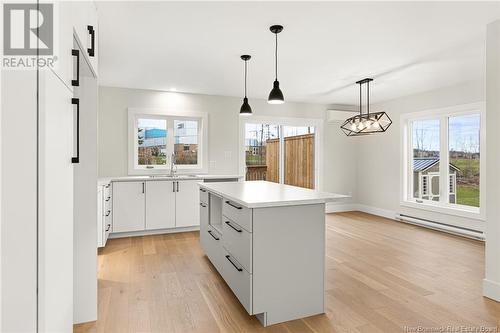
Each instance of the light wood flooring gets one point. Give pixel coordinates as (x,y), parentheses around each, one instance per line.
(382,275)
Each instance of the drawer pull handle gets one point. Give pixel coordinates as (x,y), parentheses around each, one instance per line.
(232,226)
(210,232)
(233,205)
(91,50)
(237,268)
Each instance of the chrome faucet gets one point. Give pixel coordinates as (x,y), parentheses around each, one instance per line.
(173,165)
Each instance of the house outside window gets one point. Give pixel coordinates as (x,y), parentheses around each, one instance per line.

________________

**Written exercise:** Write the listing out again with every request included and the pictures left out, shifting each pixel coordinate in the answers by adding 94 to both numbers.

**Answer in full:**
Each instance of the light wood flooring gets one point. Give pixel coordinates as (x,y), parentheses around each, one instance per line.
(476,369)
Each instance of the drawer pull handle gets one point. Give pixel coordinates as (x,y), parentheses around each, one instance per line.
(326,320)
(304,326)
(327,299)
(185,144)
(331,362)
Each instance of the chrome faucet gets one point. Give pixel coordinates as (x,y), parentheses around each, one instance per line.
(267,259)
Each instance of the house outside window gets one point. Give pixel coordinates as (x,y), parentheses around each, one instance per line.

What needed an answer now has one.